DOCUMENT PASSAGE

Assessment of accessory genome and host-specific virulence in Fusarium

Abstract

Members of the Fusarium solani and Fusarium oxysporum species complexes (FSSC and FOSC, respectively) comprise soil borne filamentous fungi of clinical and agricultural importance. The main focus of this study is to study the accessory genome and host-specific virulence factors in two members of the FOSC, Fusarium oxysporum f. sp. vasinfectum (Fov) and Fusarium oxysporum f. sp. pisi (Fop), and a member of the FSSC, Fusarium vanettenii (Fv) (previously known as Nectria haematococca MP VI and Fusarium solani f. sp. pisi). Both Fv and Fop are known to cause Fusarium root rot disease on garden pea (Pisum sativum L.), whereas Fov is known to cause Fusarium wilt disease on cotton (Gossypium sp.).

The first research chapter of this study explores the virulence factors adopted by Fov during infection and colonization of cotton plants using a transcriptomic approach. This study revealed several genes encoding a multitude of different protein classes were upregulated after gossypol (antimicrobial compound or phytoalexin produced by cotton) treatment in Fov. Particularly the role of a gene encoding a lactamase domain LAC1 was explored for its role in virulence and gossypol tolerance. Detailed study of LAC1 found that it is a host specific virulence factor located in the accessory genome of Fov and is phylogenetically closer to a lactamase encoding gene from Verticillium dahliae (another soilborne cotton pathogen). In addition, using a metabolomic approach we identified potential substrates of Lac1 in cotton plants during infection.

The second research chapter of this study is focused on the comparative genomic analysis and assessment of the accessory genome of the members of the FSSC and FOSC. The comparison of accessory scaffolds and PDA1 scaffolds of FSSC isolates revealed only a few syntenic regions between them and multiple rearrangements indicating a dynamic nature of these chromosomes and could serve as a hotspot for recombination. The synteny analysis of the PEP genes (PEP1, PEP2, cDNA3, PDA1, and PEP5) revealed that the PEP cluster is conserved only in the pea pathogenic FSSC isolates with PEP2, PDA1, and PEP5 being the most conserved genes in the cluster and is hypothesized to represent the ancestral organization of the cluster. In addition, from the genome analysis we were able to identify several secondary metabolite clusters and secreted proteins in FOSC and FSSC isolates that could be involved in virulence.

Referring expression pointing data
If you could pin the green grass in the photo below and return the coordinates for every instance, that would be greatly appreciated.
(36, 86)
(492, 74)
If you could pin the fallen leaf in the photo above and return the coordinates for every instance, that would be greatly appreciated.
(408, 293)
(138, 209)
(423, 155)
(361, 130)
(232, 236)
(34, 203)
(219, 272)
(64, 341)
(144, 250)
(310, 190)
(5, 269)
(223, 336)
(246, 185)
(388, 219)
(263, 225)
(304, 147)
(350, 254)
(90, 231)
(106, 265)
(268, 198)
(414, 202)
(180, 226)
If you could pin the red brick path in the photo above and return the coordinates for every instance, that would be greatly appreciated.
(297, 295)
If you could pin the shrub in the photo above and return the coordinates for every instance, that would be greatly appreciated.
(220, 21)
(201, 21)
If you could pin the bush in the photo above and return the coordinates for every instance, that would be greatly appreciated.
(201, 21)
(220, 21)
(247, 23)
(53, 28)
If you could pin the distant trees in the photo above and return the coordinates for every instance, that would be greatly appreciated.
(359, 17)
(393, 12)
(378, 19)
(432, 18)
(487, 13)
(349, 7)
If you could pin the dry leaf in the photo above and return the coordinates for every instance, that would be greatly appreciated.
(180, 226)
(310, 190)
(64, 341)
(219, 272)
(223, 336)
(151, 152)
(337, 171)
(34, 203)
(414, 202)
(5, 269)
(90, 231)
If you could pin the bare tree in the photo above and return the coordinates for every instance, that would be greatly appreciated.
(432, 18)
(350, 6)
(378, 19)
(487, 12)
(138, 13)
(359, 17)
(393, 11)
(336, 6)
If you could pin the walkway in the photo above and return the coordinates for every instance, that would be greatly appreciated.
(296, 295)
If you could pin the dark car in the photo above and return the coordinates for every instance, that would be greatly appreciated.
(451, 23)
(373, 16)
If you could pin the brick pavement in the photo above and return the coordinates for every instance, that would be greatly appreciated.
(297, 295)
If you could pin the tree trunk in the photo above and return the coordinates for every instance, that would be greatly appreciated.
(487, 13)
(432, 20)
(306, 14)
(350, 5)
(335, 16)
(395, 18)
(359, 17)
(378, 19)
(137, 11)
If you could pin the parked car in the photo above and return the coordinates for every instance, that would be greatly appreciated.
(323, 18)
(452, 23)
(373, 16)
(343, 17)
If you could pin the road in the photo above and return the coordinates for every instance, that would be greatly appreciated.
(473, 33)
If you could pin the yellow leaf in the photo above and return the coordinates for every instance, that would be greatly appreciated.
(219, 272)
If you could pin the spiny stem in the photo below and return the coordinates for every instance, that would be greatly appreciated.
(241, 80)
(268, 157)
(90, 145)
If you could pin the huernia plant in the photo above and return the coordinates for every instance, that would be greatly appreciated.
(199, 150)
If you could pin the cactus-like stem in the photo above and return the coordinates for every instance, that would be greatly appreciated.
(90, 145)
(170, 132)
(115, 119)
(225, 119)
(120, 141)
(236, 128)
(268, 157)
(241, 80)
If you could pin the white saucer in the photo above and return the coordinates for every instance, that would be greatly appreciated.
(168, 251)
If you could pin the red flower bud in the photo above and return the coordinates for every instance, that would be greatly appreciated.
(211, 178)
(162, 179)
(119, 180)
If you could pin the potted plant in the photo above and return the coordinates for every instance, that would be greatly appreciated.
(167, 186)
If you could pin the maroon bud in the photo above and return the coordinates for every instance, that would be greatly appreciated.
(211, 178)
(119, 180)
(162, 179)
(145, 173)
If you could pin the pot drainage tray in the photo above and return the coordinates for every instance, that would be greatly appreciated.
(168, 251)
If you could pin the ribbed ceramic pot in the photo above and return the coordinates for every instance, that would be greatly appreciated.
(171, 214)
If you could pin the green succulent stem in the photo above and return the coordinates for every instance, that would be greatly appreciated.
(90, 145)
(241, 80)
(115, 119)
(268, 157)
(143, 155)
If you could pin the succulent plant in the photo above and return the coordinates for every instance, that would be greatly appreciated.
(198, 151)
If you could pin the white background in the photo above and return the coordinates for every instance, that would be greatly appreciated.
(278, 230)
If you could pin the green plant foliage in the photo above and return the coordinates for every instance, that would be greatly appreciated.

WHAT YOU SHOULD DO
Continue the Fusarium abstract past its final sentence on secondary metabolite clusters and secreted proteins. The records were taken from a separate source and are unrelated to the Fusarium abstract.

OUTPUT OF THE EXERCISE
The third research chapter of this study is focused on characterization of the gene cDNA3 from the PEP cluster in Fv. cDNA3 from Fv was particularly interesting because of its unknown function and presence only in the highly virulent field isolates. The biological function of cDNA3 was investigated using a mutational approach. Virulence, gene expression, and fluorescence microscopy studies identified that cDNA3 is a transcriptional activator of PEP genes and contributes to virulence towards garden pea.

In conclusion, from this research on FOSC and FSSC members, we were able to explore the biological function of genes located in the accessory genome, LAC1 and cDNA3 and their role in fungal virulence and host-specificity. The comparative analysis of the accessory genomes of FSSC and FOSC identified that it may function as a hotspot for recombination and horizontal gene transfer, influencing or dictating the host range of these pathogens. Besides broadening our knowledge on accessory genome and its role in virulence and host-specificity, our research findings share potential for disease management and crop improvement.